Given text -
>>>

AWS S3 V2 - Lucidworks documentation

Latest version: v1.5.0
Compatible with Fusion version: 5.9.0 and later

The AWS S3 V2 connector crawls items in a single bucket. You must specify the bucket name and AWS region in which that bucket is located. You may crawl specific items in a bucket. If no items are specified, the entire bucket will be crawled. This connector includes an option to Enable Stray Content Deletion. When stray content deletion is enabled, content that was removed from the data source is deleted from the index in Fusion. When stray content deletion is disabled, content that was removed from the datasource is not deleted from the index in Fusion. The connector can recursively crawl files and folders to retrieve content and metadata such as object size and the time it was last modified. You can also filter objects by file extension, object metadata, or by using regex.

Prerequisites

Perform these prerequisites to ensure the connector can reliably access, crawl, and index your data. Proper setup helps avoid configuration or permission errors, so use the following guidelines to keep your content available for discovery and search in Fusion.

Connector installation

The AWS S3 V2 connector in Fusion is named ‘S3 (v2)’ and is not preceded by ‘Amazon’ or ‘AWS.‘

AWS Permissions

The connector requires access to the following S3 operations:

s3:ListBucket lists objects in the specified bucket or that use a desired prefix.
s3:GetObject fetches the content and metadata of each object.

The following is an example IAM policy. When you set permissions, replace BUCKET_NAME with the value used in your implementation.

"Statement": [
         {
            "Action": [
                "s3:GetObject"
            ],
            "Resource": [
                "arn:aws:s3:::BUCKET_NAME/*"
            ],
            "Effect": "Allow"
        },
        {
            "Action": [
                "s3:ListBucket"
            ],
            "Resource": [
                "arn:aws:s3:::BUCKET_NAME"
            ],
            "Effect": "Allow"
        }
]

Remote mode (optional)

To run the connector remotely, you need the following:

A Fusion user with the remote-connectors or admin role for gRPC authentication.
The connector-plugin-standalone.jar alongside the plugin ZIP on the remote host.
A configured connector backend gRPC endpoint (hostname:port) in your YAML.
If the remote host doesn’t trust Fusion’s TLS cert, point to a truststore file path in your config.

Authentication

Setting up the correct authentication according to your organization’s data governance policies helps keep sensitive data secure while allowing authorized indexing. The AWS S3 V2 connector supports multiple authentication methods to access your Amazon S3 bucket. Choose one of the following based on your environment and security model:

Basic authentication using an access key and secret access key
AWS session authentication using temporary credentials provided by AWS Security Token Service (STS)
AWS instance credentials for role-based authentication if Fusion is running inside AWS

Basic authentication

Enable AWS Basic Authentication Settings and enter your AWS access key and AWS secret key.

Session authentication.

Session authentication uses temporary security credentials obtained from AWS STS. Enable AWS Basic Authentication Settings and enter your AWS access key, AWS secret key, and session token. These credentials must be unexpired at runtime.

<<<

Rows -

>>>

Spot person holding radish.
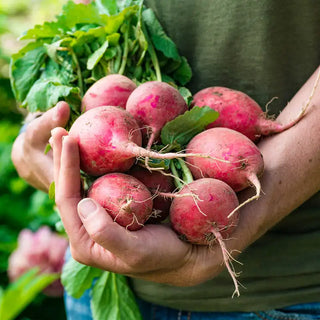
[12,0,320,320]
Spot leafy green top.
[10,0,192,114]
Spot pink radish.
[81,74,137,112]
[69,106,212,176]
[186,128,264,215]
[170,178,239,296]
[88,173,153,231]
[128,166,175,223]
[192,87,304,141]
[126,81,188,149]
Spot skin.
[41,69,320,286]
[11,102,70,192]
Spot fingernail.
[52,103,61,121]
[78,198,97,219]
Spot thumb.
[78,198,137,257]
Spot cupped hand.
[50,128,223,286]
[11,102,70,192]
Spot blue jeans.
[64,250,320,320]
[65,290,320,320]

<<<
>>>

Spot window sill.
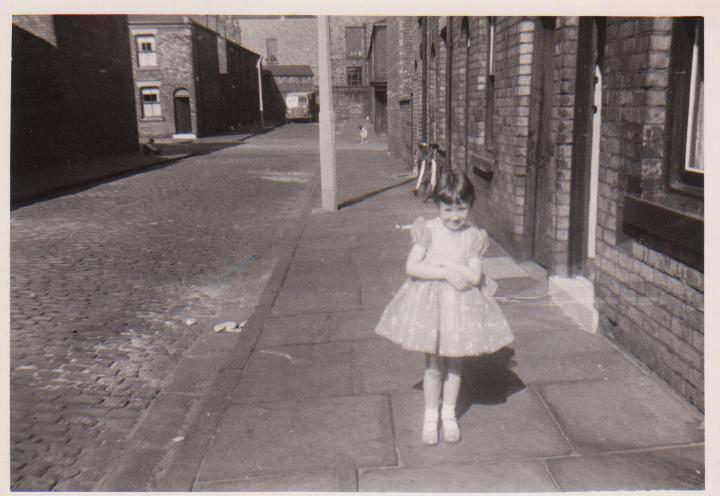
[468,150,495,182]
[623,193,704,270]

<<<

To be done -
• A. In the part of the S3 connector page that opens with the words "AWS instance credentials" and closes with "Session authentication.", substitute "AWS secret access key" for "AWS secret key" and write that part out again.
• B. List the authentication methods that the S3 connector page says the connector supports.
• C. For each statement, say whether the S3 connector page agrees, and quote the words that decide it.
(i) When no items are specified, the connector crawls only part of the bucket.
(ii) In Fusion, the connector is named "S3 (v2)".
(iii) Session authentication credentials must be unexpired at runtime.

Solutions to the problems -
• A.
AWS instance credentials for role-based authentication if Fusion is running inside AWS

Basic authentication

Enable AWS Basic Authentication Settings and enter your AWS access key and AWS secret access key.

Session authentication.

• B.
- Basic authentication using an access key and secret access key
- AWS session authentication using temporary credentials provided by AWS Security Token Service (STS)
- AWS instance credentials for role-based authentication if Fusion is running inside AWS

• C.
(i) No: "If no items are specified, the entire bucket will be crawled."
(ii) Yes: "The AWS S3 V2 connector in Fusion is named ‘S3 (v2)’ and is not preceded by ‘Amazon’ or ‘AWS.‘"
(iii) Yes: "These credentials must be unexpired at runtime."